* Records from a data collection:
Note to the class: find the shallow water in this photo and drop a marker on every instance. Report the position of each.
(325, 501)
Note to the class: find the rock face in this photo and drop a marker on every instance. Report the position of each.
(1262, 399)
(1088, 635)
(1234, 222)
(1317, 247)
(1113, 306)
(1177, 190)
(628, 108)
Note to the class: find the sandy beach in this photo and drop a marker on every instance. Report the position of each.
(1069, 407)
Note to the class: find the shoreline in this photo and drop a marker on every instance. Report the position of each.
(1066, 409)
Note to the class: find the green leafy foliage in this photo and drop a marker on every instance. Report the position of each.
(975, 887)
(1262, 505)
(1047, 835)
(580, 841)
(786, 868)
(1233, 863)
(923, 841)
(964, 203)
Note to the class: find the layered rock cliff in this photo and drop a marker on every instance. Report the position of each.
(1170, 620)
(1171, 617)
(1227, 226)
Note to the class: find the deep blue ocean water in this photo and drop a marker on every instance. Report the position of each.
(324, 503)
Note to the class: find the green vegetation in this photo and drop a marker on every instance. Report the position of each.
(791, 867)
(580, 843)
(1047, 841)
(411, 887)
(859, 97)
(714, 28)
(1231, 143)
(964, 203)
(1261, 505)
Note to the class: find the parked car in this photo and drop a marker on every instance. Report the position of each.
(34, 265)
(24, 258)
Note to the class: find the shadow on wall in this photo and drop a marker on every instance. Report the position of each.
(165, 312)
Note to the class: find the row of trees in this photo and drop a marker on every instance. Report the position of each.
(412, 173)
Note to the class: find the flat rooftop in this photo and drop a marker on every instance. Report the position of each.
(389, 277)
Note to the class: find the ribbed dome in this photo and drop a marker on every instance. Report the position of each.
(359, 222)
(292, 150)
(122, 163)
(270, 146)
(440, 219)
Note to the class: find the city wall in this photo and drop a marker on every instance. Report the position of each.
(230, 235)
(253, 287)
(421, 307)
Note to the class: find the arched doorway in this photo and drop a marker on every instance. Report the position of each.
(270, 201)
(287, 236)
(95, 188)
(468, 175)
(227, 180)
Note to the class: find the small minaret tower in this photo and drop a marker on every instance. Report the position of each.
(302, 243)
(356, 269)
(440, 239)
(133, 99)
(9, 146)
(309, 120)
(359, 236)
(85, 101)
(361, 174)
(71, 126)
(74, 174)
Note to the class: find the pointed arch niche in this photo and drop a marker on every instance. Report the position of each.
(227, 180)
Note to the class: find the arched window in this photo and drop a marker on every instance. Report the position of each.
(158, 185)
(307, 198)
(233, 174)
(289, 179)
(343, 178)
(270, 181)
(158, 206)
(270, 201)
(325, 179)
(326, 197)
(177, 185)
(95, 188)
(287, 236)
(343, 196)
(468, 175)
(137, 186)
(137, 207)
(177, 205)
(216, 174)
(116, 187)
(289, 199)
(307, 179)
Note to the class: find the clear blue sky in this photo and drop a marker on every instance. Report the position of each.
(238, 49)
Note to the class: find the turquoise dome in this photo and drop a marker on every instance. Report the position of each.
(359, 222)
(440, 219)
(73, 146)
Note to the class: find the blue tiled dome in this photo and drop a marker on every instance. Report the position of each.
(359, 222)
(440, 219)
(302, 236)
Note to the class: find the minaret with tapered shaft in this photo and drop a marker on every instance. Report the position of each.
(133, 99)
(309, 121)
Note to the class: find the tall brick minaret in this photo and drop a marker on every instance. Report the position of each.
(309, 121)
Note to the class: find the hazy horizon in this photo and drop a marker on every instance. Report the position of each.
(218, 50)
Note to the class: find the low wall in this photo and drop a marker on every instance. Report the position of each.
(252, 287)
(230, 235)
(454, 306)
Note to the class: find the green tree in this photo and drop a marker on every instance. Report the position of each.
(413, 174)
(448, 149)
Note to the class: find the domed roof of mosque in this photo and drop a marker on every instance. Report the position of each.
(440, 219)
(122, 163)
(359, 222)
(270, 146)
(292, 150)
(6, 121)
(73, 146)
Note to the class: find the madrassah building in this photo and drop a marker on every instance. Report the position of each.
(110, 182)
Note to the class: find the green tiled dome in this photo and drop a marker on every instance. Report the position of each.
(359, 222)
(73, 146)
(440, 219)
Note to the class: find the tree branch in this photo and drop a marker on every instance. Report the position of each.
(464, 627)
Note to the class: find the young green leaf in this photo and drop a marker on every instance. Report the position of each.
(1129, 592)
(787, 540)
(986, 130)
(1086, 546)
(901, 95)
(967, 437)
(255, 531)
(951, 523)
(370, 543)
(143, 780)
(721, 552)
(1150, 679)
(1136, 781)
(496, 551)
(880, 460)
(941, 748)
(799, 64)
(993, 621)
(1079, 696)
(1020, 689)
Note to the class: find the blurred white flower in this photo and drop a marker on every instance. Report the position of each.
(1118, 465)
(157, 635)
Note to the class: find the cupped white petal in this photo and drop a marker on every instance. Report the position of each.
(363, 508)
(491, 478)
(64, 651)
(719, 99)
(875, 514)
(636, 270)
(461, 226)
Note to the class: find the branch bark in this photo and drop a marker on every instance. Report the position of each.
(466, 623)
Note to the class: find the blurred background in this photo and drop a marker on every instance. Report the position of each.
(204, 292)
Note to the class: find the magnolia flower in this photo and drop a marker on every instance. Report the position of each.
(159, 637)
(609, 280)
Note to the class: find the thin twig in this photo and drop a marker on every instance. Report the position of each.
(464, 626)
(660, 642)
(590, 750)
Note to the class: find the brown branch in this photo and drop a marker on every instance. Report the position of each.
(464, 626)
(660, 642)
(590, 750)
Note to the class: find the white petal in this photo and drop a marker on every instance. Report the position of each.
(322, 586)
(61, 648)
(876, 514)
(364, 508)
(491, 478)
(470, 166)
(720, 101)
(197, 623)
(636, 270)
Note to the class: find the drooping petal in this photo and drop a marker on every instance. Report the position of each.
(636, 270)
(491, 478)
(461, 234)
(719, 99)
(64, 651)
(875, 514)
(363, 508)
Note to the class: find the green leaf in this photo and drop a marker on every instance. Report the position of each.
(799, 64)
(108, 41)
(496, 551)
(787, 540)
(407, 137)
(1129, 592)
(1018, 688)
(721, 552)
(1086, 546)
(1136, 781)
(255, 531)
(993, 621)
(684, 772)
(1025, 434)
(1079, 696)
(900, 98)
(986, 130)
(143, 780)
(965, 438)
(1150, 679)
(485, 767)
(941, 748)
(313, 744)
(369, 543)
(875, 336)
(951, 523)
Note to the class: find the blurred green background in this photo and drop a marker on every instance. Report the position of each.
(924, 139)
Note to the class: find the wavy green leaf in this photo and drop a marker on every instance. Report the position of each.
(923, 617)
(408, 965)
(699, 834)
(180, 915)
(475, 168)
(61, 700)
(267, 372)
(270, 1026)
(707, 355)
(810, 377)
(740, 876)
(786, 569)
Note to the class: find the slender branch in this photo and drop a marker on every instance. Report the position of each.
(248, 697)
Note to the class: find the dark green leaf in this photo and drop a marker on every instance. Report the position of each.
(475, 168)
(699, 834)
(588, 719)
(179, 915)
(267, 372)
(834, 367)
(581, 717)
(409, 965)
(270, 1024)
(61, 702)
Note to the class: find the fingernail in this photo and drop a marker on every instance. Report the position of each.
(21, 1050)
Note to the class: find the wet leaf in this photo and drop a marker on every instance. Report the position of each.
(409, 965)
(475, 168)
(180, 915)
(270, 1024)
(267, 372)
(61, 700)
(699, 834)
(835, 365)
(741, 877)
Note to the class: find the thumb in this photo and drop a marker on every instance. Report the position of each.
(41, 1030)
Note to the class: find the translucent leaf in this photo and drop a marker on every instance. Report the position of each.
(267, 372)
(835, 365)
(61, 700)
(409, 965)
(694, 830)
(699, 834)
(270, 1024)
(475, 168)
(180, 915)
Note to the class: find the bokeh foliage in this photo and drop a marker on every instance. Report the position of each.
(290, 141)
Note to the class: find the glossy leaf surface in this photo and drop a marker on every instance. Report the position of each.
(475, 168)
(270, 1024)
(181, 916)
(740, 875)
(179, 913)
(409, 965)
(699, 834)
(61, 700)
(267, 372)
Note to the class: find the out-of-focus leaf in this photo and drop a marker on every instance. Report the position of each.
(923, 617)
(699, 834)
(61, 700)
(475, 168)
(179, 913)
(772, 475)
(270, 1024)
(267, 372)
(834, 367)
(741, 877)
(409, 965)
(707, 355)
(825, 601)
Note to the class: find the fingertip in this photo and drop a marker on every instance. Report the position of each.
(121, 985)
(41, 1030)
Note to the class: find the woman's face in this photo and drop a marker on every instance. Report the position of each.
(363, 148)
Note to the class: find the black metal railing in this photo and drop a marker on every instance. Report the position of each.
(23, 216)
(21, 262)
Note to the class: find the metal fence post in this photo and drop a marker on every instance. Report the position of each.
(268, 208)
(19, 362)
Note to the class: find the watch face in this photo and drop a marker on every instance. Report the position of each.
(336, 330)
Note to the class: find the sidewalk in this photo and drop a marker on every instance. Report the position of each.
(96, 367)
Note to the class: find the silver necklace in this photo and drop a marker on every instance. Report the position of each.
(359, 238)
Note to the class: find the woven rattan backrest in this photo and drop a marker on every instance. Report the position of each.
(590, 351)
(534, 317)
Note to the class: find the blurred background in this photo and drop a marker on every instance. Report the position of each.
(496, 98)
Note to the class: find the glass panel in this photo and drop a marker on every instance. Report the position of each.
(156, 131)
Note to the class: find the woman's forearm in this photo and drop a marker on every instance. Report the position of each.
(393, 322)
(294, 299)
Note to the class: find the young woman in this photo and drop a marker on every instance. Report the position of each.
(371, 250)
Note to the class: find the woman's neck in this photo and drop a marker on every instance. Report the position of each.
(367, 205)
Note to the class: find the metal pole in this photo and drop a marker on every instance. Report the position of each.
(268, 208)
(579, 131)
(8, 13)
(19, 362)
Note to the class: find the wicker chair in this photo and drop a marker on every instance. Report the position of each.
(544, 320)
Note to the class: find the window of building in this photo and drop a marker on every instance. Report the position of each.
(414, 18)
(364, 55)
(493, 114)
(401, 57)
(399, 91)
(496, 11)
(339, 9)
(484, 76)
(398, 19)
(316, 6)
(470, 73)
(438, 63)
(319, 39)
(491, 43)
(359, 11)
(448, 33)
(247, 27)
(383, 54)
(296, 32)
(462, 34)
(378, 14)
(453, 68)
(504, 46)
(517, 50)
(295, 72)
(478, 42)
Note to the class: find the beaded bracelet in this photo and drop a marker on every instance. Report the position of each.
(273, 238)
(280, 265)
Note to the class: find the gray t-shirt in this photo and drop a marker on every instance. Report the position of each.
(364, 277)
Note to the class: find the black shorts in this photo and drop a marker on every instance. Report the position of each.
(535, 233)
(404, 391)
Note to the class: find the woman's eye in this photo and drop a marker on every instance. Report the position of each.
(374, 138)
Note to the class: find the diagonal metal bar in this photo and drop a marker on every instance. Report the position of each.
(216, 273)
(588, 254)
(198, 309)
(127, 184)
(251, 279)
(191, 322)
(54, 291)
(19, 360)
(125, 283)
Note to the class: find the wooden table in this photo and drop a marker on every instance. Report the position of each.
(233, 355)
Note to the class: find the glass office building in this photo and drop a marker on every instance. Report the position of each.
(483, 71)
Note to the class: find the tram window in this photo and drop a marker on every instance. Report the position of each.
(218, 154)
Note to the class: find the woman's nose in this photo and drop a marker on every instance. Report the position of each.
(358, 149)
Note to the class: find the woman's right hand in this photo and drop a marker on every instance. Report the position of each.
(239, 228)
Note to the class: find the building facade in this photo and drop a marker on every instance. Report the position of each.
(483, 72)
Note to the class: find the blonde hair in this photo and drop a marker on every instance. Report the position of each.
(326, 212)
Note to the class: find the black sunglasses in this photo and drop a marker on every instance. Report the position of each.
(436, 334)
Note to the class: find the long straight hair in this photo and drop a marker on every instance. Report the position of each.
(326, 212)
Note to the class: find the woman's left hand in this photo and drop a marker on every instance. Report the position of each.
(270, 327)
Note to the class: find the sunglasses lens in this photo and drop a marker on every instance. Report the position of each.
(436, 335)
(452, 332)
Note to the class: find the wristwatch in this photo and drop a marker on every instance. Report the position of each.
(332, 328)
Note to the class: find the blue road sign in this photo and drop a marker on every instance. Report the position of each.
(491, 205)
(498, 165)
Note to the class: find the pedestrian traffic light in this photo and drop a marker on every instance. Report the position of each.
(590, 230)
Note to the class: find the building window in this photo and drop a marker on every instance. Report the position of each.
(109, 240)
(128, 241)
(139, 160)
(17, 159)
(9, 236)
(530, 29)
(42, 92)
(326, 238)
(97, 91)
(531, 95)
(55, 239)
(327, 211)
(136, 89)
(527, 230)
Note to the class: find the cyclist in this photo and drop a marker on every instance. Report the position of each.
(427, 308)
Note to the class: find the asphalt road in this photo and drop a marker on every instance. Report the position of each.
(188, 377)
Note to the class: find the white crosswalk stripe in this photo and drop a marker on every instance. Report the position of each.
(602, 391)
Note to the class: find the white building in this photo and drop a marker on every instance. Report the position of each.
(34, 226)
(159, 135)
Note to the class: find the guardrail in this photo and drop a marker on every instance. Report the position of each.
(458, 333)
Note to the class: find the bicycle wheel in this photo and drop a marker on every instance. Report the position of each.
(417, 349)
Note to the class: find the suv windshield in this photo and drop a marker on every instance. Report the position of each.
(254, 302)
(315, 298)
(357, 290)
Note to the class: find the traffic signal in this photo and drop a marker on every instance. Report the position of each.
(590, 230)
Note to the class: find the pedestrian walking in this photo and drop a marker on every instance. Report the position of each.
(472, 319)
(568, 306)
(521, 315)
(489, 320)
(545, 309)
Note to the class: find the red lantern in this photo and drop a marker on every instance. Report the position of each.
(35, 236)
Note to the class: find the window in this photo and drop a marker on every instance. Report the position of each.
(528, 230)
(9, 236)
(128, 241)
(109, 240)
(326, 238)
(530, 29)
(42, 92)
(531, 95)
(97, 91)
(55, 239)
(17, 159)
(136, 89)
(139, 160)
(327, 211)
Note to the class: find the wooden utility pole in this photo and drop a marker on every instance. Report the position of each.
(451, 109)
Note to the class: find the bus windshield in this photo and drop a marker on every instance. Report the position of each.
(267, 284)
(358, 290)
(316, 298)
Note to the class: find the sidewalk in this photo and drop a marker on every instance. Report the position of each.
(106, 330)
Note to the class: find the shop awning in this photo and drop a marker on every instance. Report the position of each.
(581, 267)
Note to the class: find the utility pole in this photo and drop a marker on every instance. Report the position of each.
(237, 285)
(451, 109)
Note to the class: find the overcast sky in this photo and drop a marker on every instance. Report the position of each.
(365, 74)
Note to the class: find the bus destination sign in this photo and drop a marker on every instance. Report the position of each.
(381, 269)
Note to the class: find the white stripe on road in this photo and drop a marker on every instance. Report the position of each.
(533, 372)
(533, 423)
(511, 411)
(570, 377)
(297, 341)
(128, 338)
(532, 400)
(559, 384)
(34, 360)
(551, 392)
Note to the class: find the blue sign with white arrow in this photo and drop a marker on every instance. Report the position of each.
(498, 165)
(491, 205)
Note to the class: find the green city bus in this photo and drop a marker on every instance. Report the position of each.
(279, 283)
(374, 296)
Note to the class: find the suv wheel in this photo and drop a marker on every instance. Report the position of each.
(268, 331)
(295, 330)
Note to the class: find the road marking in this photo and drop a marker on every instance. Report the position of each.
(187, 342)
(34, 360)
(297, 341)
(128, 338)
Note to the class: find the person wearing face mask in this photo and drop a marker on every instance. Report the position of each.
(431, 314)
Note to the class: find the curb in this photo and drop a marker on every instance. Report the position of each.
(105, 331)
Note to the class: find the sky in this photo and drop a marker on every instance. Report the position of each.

* ACTION ITEM: Repeat the lines above, from the one containing "Note to the class: find the utility" to the final line, word for word and with nothing else.

* FINAL ANSWER:
Note to the class: find the utility pole in this photo and drop a marker on every instance. Report the position of each.
(237, 285)
(451, 109)
Note to the class: find the overcast sky in this photo and drop a marker on every instance. Report the position of each.
(365, 74)
Note to the class: find the bus destination sign in this photo and drop a marker on every instance. Report the position of each.
(381, 269)
Note to the class: find the white stripe on road in this photo and drop a marker on every instance. Report the position of each.
(533, 372)
(533, 423)
(511, 411)
(570, 377)
(297, 341)
(128, 338)
(532, 400)
(559, 384)
(34, 360)
(551, 392)
Note to the class: find the blue sign with white arrow in this photo and drop a marker on every instance. Report the position of each.
(498, 165)
(491, 205)
Note to the class: find the green city bus in this photo and drop a marker on every instance. Report the position of each.
(279, 283)
(374, 296)
Note to the class: find the suv wheel in this photo and drop a marker on every instance. Report the position of each.
(268, 331)
(295, 330)
Note to the class: find the road marking in this photo and drop a marker on every instance. Report the position of each.
(187, 342)
(34, 360)
(297, 341)
(128, 338)
Note to the class: find the person wearing face mask in this photo and drop a marker on every instance. Report the position of each.
(431, 314)
Note to the class: find the curb in this photo and drop a marker on every instance. Report the position of each.
(105, 331)
Note to the class: find the sky in this photo and drop a marker on every instance. Report the position of each.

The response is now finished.